# [PARTS OF THE EXERCISE]
1. In the court opinion, on what date was the decision issued?
2. In the court opinion, write out the passage from "W. Fletcher Sams, Dist." to "This appeal followed." again, swapping "appellant" for "defendant".
3. Continue the court opinion on the drunk driving appeal past its final sentence.

Clay v. State, A89A1984

Decision Date01 November 1989
Docket NumberNo. A89A1984,A89A1984
Citation193 Ga.App. 377,387 S.E.2d 644
PartiesCLAY v. The STATE.
CourtGeorgia Court of Appeals

Bentley C. Adams III, Thomaston, for appellant.

W. Fletcher Sams, Dist. Atty., for appellee.

BANKE, Presiding Judge.

The appellant was charged with two counts of driving under the influence of alcohol. See generally OCGA § 40-6-391(a). Count 1 alleged simply that he had, on a specified date and at a specified location, operated a motor vehicle "under the influence of alcohol, contrary to the laws of [this] state...." Count 2 alleged that he had, on the same date and at the same location, operated a motor vehicle with "0.12 percent or more by weight of alcohol in his blood...." A jury acquitted him on the latter charge but found him guilty on the former. This appeal followed.

Two sheriff's deputies were dispatched to the appellant's residence at around noon on the date alleged in the accusation in response to a telephone report that a family disturbance was in progress there. While en route, they observed the appellant pass them going in the opposite direction, and they turned around to follow him. Seeing that he had pulled his vehicle into the parking lot of a food store, they entered the store and found him inside paying for a cup of coffee. According to the arresting officer, the appellant's "eyes were red and glassy, and he had an odor of alcoholic beverage about his breath." This officer asked the appellant if he had been drinking that morning, and he responded that "he hadn't been drinking that morning, that he had been working, but that he had consumed a quantity of alcoholic beverage the night before."

# [RAW DATA]
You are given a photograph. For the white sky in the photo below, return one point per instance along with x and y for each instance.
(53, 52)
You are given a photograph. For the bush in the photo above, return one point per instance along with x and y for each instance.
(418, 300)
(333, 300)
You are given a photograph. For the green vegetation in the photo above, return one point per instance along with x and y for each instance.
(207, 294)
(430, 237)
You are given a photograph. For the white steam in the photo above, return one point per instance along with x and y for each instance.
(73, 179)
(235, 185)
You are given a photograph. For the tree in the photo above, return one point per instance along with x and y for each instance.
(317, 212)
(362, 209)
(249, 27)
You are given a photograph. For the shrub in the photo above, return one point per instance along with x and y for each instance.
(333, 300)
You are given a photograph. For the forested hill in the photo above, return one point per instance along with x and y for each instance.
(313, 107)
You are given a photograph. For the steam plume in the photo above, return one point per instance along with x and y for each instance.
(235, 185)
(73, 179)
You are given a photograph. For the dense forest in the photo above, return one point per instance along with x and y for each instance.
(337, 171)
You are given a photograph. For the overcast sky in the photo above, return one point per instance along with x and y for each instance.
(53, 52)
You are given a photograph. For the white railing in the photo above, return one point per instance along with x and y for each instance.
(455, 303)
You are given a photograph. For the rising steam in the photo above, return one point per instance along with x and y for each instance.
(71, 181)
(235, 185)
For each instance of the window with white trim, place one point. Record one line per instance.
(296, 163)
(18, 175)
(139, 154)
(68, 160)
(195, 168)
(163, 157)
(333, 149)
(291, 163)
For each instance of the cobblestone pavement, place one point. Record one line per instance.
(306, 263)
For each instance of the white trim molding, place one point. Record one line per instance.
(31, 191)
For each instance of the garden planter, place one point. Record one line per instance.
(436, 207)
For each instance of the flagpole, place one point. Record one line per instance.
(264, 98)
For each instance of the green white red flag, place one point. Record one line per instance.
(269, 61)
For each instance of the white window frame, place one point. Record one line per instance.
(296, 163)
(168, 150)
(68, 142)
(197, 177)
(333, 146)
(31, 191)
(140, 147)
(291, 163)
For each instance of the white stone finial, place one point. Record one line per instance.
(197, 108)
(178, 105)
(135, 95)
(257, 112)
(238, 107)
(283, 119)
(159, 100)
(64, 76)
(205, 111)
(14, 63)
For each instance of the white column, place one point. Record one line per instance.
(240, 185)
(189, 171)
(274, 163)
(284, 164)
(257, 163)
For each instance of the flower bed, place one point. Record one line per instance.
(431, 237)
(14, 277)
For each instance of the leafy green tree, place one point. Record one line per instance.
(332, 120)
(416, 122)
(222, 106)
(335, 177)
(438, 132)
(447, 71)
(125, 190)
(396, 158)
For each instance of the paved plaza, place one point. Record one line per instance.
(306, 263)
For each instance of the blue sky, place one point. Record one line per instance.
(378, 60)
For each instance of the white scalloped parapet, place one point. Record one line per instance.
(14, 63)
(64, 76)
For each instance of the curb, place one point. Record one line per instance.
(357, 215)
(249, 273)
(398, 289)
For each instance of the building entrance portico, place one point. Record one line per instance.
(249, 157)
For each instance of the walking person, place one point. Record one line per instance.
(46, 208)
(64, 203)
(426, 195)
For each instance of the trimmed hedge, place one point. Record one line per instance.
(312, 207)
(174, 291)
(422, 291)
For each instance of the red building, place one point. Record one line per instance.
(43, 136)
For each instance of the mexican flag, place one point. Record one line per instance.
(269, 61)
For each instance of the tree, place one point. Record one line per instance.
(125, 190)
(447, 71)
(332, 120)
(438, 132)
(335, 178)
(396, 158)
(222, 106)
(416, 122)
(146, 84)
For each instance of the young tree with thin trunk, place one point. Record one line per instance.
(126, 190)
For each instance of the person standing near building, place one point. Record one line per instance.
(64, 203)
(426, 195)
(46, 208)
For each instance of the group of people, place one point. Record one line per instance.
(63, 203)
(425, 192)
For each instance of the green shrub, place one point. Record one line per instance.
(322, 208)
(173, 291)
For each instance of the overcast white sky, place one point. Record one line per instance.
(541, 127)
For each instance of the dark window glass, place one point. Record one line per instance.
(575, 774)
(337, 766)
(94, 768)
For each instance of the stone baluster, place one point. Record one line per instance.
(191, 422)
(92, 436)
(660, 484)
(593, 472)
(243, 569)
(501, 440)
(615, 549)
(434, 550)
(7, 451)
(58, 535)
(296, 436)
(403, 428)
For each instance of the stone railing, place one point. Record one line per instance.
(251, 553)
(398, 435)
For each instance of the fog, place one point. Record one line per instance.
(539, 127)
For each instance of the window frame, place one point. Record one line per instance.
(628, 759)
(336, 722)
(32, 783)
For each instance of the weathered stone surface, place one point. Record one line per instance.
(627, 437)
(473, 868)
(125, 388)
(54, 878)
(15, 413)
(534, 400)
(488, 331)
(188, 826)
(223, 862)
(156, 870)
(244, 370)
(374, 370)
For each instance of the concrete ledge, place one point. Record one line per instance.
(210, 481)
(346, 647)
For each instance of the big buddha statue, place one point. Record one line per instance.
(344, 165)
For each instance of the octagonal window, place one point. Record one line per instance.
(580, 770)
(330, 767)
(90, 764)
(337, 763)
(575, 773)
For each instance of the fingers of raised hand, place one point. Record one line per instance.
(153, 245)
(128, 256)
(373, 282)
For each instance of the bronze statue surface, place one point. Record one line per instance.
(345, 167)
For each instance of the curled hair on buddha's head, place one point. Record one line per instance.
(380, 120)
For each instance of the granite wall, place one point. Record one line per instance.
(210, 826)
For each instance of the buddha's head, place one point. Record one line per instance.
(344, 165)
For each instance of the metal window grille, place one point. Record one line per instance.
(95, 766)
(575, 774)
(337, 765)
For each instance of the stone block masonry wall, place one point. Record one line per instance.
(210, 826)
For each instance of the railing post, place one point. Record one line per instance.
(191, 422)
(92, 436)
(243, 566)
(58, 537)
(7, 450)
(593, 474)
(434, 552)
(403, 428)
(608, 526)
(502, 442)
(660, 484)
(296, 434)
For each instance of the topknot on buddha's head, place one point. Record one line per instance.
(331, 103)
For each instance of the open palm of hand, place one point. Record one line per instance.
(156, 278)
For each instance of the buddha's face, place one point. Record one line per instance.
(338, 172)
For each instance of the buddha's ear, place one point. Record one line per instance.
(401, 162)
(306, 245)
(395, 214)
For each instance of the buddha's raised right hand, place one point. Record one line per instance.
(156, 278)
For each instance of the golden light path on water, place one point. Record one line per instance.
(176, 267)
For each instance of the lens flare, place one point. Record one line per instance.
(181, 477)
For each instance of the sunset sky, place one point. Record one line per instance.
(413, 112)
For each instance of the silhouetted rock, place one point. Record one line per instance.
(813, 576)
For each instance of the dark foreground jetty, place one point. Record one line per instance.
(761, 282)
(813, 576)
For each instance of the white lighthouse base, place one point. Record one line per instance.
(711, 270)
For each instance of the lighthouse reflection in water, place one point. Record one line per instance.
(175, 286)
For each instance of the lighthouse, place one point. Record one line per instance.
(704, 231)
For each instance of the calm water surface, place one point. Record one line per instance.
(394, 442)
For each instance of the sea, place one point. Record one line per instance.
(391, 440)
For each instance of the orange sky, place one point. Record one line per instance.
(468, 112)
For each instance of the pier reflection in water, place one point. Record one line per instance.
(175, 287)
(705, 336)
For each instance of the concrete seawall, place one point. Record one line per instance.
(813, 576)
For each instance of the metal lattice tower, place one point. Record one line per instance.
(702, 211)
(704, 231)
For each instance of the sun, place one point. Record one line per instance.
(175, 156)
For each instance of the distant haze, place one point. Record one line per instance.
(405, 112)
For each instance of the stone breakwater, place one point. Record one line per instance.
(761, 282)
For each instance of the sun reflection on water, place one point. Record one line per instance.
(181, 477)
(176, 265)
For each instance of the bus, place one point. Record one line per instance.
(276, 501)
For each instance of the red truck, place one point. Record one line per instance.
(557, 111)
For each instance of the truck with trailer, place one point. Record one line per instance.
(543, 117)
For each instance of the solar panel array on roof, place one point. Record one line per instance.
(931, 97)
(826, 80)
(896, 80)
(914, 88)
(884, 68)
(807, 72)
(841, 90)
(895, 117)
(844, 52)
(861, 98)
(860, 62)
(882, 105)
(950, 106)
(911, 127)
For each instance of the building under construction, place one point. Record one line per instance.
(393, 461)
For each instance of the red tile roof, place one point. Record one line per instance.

# [ANSWERS IN ORDER]
1. 01 November 1989

2.
W. Fletcher Sams, Dist. Atty., for appellee.

BANKE, Presiding Judge.

The defendant was charged with two counts of driving under the influence of alcohol. See generally OCGA § 40-6-391(a). Count 1 alleged simply that he had, on a specified date and at a specified location, operated a motor vehicle "under the influence of alcohol, contrary to the laws of [this] state...." Count 2 alleged that he had, on the same date and at the same location, operated a motor vehicle with "0.12 percent or more by weight of alcohol in his blood...." A jury acquitted him on the latter charge but found him guilty on the former. This appeal followed.

3.
The arresting officer testified that on the basis of his "observation of [the appellant], and the different information [he was] able to gather together as [he] talked to him ...," he formed the opinion that the appellant was "less safe to operate that vehicle ... as a result of being under the influence of alcohol" and that he accordingly arrested him for DUI. However, the officer further testified that the appellant's speech was not slurred, that he was not staggering, that there was nothing unusual or erratic about the way he had been driving and that no field sobriety tests were administered to him.

Following his arrest, the appellant was taken to the sheriff's office, where a breath test was administered to him on an Intoximeter 3000 breathalyzer machine to determine his blood-alcohol concentration. The machine returned a reading of .18 grams; however, the appellant presented expert testimony to the effect that this reading was unreliable because it was based on the assumption that each subject's "blood-air ratio" was 1 to 2100, whereas the appellant's blood-air ratio, as determined by infrared analysis, was "considerably under ... 2100 to 1, which means that he will continually read too high on these Intoximeter 3000 machines." The expert further testified that false readings could be generated on the machine if a subject's skin or clothing had been exposed to hydrocarbons prior to a test; and it was established without dispute that during the morning prior to his arrest the appellant had been spreading roofing tar with his hands in connection with his work as a roofer and that he had used gasoline to thin this tar as well as to clean it from his skin.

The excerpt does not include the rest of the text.